## Text extract
Just trying to get back some positive energy in this thread!


----------



## GatorBytes

BowWowMeow said:


> Good luck with the house hunting. Try to forget about finding the perfect place and instead focusing on finding a place that will give you and Gator a roof over your heads and some stability. The depression will go with you, no matter where you live.
> 
> You've got a lot of people pulling for you and doing some amazing things to help you. Try to stay focused on that and not what people aren't doing for you or are doing to you. That just keeps you stuck and homeless. Gotta try to turn your head around, let go of the negative stuff and keep your eyes on the prize (creating a new, positive, stable life for yourself and Gator).
> 
> Pick up the melatonin, flower essences and herbs for Gator and get ready to start a counter-conditioning program in the new place. Have you ever done meditation? Pretty amazing stuff, especially when you're stressed out.


Awesome...I am charged up and raring to go...great advice on the herbs - I have all this stuff in my cousins basement - lotta good that will do...but I can get more

Speaking of counter conditioning

Does anyone have any advice? I will have Monday and Tuesday off with him - short shift the Wed. In motel, I would go to get ice and hear little bit of crying, come back - nothing...

Treat like separation anxiety? leave - return, ignore? extend periods longer and longer from mins. to 1/2 hr, hr. This is what I am thinking


----------



## GatorBytes

Karin said:


> I totally agree with Castlemaid. There is a lot of negative energy and finger pointing going on right now (on both sides) about things that were or weren't said in the past and people's opinions about the attitude of someone who may not be coming across at her best because she is really stressed because of her situation. The negativity and finger pointing isn't helping matters at all.

## Record extracts
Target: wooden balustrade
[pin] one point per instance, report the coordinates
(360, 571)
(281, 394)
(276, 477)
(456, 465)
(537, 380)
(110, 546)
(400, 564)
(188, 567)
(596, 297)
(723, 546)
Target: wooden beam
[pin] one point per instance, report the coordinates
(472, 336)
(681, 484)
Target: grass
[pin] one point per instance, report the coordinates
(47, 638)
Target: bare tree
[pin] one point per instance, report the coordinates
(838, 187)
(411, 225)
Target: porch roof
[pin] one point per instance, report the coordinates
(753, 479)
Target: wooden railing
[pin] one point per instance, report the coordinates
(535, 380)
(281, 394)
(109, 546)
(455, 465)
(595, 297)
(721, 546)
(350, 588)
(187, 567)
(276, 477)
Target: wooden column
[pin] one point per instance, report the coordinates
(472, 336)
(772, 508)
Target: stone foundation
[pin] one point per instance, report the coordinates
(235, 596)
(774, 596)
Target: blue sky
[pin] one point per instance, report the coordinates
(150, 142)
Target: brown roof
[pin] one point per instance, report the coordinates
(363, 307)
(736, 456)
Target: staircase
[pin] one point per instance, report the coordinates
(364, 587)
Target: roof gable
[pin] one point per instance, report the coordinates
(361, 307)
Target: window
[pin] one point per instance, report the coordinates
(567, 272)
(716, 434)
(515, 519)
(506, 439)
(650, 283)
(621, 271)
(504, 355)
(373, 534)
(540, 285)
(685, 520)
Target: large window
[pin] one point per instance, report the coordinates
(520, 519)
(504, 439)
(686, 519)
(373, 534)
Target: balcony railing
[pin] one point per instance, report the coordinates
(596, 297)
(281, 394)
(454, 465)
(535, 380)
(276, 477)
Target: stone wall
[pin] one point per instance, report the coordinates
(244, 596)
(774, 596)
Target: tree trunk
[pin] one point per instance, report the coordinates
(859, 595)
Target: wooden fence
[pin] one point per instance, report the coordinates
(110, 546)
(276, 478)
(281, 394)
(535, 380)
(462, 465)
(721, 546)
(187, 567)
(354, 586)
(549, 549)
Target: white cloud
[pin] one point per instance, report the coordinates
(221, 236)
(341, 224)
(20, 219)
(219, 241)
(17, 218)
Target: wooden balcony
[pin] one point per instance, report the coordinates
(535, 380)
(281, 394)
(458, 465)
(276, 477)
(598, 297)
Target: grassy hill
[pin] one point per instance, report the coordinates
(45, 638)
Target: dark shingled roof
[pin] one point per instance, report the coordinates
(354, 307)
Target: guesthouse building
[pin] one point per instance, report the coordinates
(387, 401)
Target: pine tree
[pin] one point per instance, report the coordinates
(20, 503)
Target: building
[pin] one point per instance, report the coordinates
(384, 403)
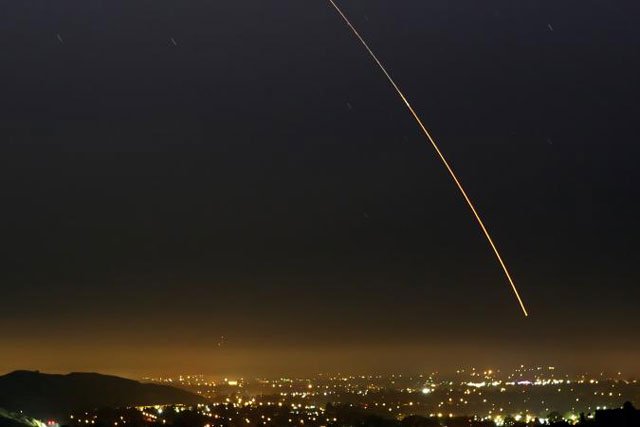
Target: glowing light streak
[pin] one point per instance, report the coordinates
(438, 151)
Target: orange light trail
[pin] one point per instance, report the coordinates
(439, 152)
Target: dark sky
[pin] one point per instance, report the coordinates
(258, 179)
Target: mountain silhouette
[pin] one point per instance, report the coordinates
(49, 395)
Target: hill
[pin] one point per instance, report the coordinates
(50, 395)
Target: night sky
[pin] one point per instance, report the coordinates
(172, 172)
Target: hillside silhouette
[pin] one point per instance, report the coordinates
(49, 395)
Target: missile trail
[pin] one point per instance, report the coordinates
(442, 158)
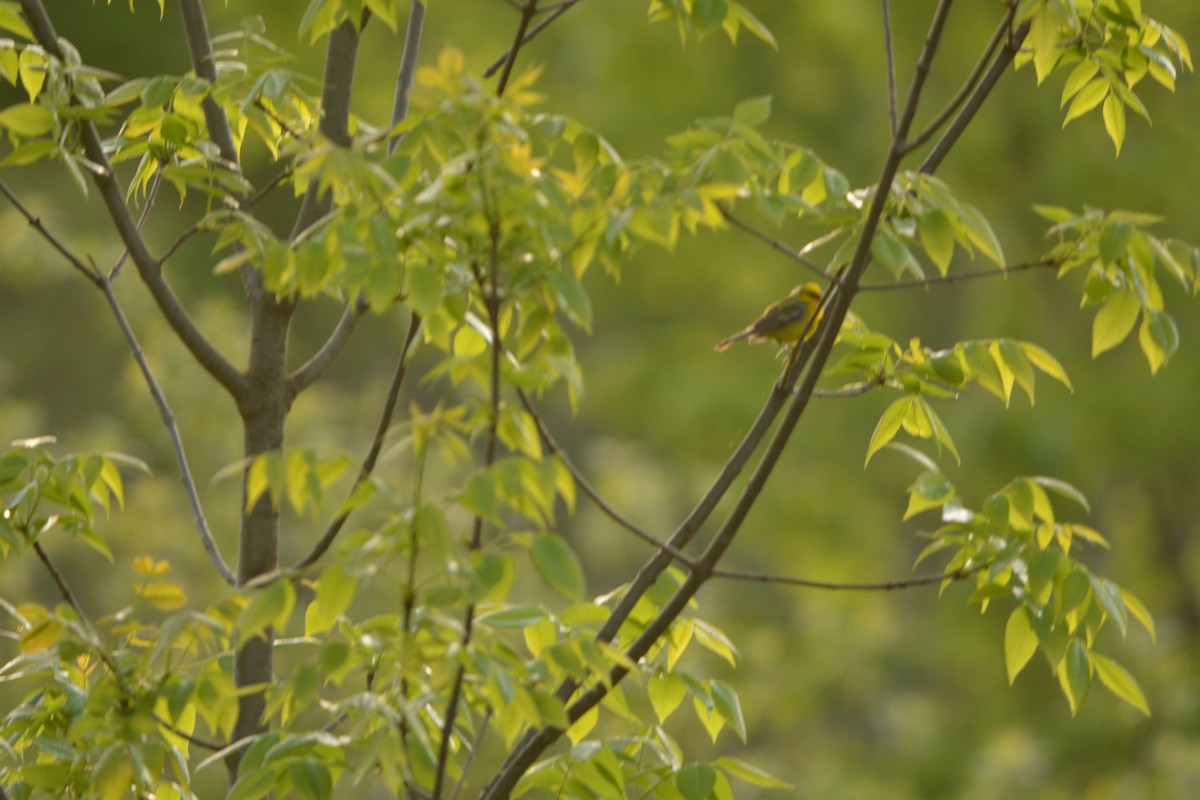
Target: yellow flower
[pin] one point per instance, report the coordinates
(785, 322)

## Tasks to carry out
• 1. In the forum thread about house hunting with Gator, why does BowWowMeow say to stop trying to find the perfect place? Answer in one to three sentences.
• 2. Carry on the forum thread about house hunting with Gator from the point where it stops.
The listing is separate material and has no connection to the forum thread.

## Task-by-task answers
• 1. BowWowMeow says the depression will go along no matter where the poster lives, so a perfect place would not fix it. The goal should be a place that gives the poster and Gator a roof and some stability.

• 2.
> 
> It sounds like things are finally starting to look up for GatorBytes: she's got a job, she's saving money, she's got some leads on another foster and some possible places to rent. Let's move on and focus on that instead of what was said (or not said) in the past and placing judgements on the attitude of someone you don't know. She's said over and over again how much she appreciates everything people have done (especially Saphire and Carmspack).
> 
> Just trying to get back some positive energy in this thread!


Two thumbs WAY UP

Gotta fly


----------



## JakodaCD OA

the housing prospects sound GOOD. HOpe one works out.

As for the barking, actually lucia made a good suggestion. how about a bark collar?

I have used one for my senior aussie who gets so worked up barking at say, someone pulling into my driveway, he goes into a "zone" and redirects towards the other two. This has been the 'bane of my existence',,I rather pride myself on being able to work any issues, this one I have NEVER been able to solve and he's 12 years old

Anyhow, I got a cheapo bark collar at Walmart, 30$ maybe? this was a few years ago, it works on the self stim , he barks a little warning beep, he barks again within 15 seconds and it goes a little higher, etc...has 5 levels of stim, and honestly the 5th level is more like a "buzz" ...It works for him, he knows when the collar is going on, (tho I don't use it much anymore), and actually wiggles his butt when I put it on,,(he's weird what can I say)....the batteries in it have been 'dead' forever, but just having it on him keeps him quiet...When it "did" work, one buzz (no vibration), shut him right up...it actually chills him out , no redirection, no going into the zone.

You might consider that, it was pretty affordable, and did work,,no real 'zapping' the dog..


----------



## Blanketback

GatorBytes said:


> Does anyone have any advice? I will have Monday and Tuesday off with him - short shift the Wed. In motel, I would go to get ice and hear little bit of crying, come back - nothing...
> 
> Treat like separation anxiety? leave - return, ignore? extend periods longer and longer from mins. to 1/2 hr, hr. This is what I am thinking


It might have just been the unfamiliar surroundings, plus the added stress he was picking up from you - so I'm thinking once he's back in his regular home (with you in a good mood, with his comfy couch etc.) he'll be back to his regular self without the anxiety.


----------



## Sibze

My first family dog when I was back still living at home was a rescue from the SPCA. Amazing dog. She was a rescue from the streets of Louisiana after hurricane Katrina. She had the most separation anxiety I have ever seen in a dog. When we left the house she would actually make herself sick! To this day when I go see her she whines for a good 10 minutes haha. 

But we got over it by doing a few things that really seemed to help. First, we always left the radio or TV on. Not loud at all just enough so she could hear voices etc. We found that a talk station was best rather then music or a show.

The next thing we did was rub everyone (in your case yourself) in a blanket (like a lot) and a big stuffed animal to get our sent on it.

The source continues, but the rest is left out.